**Exercise brief**
Report each line from the data below that holds the word "headstock".

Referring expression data
§ §

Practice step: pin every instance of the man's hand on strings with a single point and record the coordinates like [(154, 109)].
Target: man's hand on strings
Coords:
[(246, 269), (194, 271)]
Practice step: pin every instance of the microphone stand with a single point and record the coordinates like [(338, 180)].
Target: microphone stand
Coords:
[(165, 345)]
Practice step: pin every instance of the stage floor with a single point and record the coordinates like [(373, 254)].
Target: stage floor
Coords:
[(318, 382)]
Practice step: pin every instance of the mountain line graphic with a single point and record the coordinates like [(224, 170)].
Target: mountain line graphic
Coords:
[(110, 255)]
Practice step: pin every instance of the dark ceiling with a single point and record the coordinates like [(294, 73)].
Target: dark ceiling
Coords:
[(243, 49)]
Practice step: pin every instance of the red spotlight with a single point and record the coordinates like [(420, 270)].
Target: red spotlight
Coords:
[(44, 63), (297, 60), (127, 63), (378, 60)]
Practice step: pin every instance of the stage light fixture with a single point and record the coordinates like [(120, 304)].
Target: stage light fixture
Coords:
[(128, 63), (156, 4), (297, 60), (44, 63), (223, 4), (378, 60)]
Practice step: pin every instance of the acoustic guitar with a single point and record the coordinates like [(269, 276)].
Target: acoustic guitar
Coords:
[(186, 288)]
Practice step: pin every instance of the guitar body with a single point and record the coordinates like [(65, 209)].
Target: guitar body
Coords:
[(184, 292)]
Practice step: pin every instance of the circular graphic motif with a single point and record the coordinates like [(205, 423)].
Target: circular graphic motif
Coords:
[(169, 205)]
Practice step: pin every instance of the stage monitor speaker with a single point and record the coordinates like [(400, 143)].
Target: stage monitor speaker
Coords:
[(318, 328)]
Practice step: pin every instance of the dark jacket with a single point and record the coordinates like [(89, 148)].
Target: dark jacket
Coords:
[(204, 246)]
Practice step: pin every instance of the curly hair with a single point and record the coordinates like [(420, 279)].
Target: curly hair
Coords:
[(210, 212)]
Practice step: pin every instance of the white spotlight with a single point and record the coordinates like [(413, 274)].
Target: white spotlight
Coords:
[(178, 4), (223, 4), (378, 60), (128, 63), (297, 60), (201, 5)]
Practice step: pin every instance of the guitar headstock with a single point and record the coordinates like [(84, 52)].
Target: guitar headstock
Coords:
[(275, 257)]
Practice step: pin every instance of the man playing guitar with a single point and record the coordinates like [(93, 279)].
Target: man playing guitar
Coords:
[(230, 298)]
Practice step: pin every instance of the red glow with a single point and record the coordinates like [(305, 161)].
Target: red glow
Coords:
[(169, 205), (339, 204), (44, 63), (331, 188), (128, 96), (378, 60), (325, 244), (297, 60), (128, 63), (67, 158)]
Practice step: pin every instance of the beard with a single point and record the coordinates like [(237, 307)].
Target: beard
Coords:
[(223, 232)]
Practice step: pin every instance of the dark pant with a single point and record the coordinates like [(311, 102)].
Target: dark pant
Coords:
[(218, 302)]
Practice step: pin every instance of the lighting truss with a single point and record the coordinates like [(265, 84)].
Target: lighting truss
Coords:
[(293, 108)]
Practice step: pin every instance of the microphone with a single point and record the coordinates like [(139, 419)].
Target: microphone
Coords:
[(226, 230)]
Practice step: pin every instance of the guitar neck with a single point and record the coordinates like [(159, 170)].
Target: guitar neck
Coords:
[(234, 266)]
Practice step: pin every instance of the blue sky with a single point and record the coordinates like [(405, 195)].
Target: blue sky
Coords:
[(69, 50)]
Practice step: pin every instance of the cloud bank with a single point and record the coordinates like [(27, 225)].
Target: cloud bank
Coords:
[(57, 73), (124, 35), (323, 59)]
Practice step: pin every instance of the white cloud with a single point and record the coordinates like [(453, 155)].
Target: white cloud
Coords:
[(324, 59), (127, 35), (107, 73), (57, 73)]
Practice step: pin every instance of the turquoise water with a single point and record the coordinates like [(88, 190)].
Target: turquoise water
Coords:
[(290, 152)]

§ §

**Answer**
Practice step: pin every instance of the guitar headstock with a single point and record the coordinates like [(84, 52)].
Target: guitar headstock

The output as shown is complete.